## Begin TASK INPUTS

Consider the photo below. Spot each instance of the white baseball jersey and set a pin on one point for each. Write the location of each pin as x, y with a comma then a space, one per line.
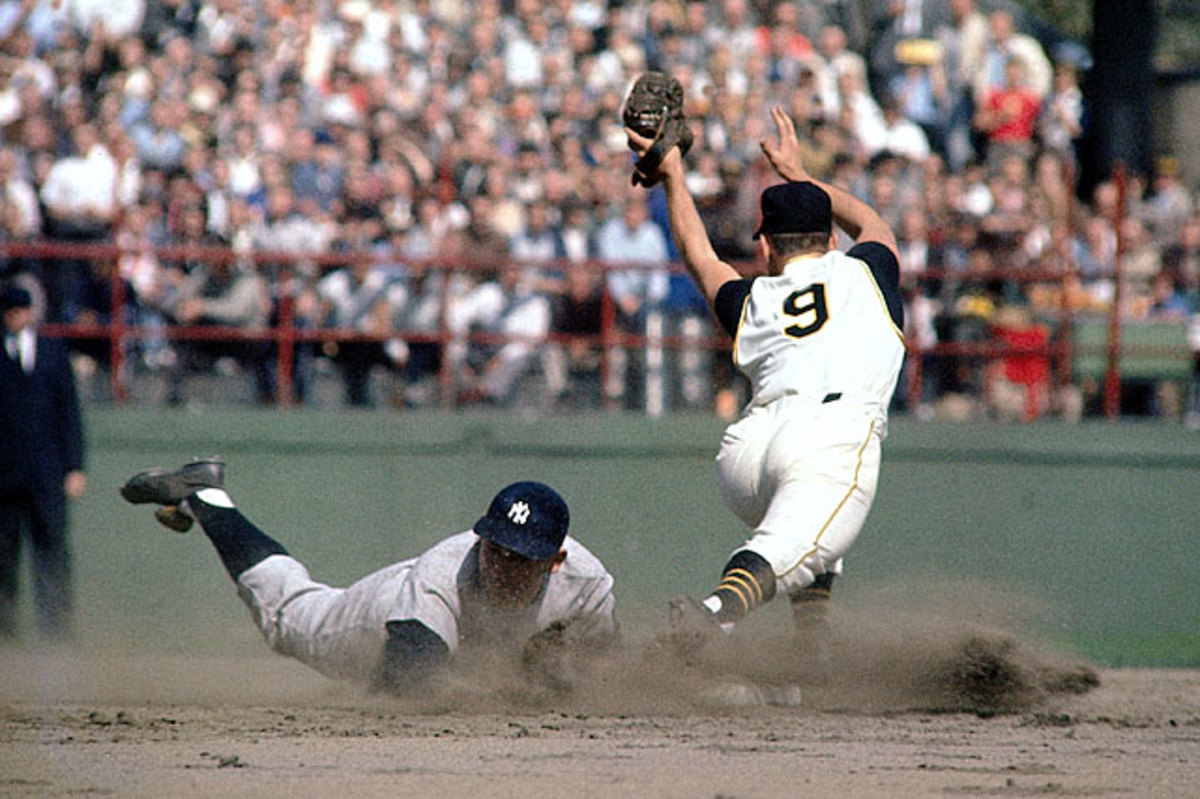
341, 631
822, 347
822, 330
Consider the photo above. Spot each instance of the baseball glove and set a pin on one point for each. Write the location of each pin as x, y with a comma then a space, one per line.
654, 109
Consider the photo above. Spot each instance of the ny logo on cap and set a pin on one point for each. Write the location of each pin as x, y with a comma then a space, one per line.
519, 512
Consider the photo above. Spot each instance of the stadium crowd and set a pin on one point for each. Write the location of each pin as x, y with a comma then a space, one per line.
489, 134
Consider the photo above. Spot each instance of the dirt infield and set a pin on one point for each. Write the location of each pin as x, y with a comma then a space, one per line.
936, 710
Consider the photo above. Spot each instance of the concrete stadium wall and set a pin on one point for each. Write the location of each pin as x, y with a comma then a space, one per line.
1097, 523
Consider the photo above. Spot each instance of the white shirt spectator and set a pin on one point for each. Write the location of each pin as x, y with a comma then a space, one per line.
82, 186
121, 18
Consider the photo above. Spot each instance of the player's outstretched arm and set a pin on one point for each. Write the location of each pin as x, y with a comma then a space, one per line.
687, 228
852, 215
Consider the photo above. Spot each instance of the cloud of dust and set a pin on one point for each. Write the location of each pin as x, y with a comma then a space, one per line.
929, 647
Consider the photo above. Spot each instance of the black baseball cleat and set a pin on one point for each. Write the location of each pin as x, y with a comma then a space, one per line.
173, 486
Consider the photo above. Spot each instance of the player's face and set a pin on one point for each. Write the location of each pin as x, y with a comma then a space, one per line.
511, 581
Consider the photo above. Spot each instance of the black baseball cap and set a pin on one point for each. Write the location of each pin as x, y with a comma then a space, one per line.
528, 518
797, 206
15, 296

## End TASK INPUTS

#### [WRITTEN EXERCISE]
Copy out the records word for word, starting at the line that contains "black baseball cap" and stopping after the final line of the records.

#### [RESULT]
Consider the photo above. Spot each instance of the black baseball cap and set a pin on one point for each. Write the location of each pin as x, y with a comma then a space, one per line.
528, 518
797, 206
15, 296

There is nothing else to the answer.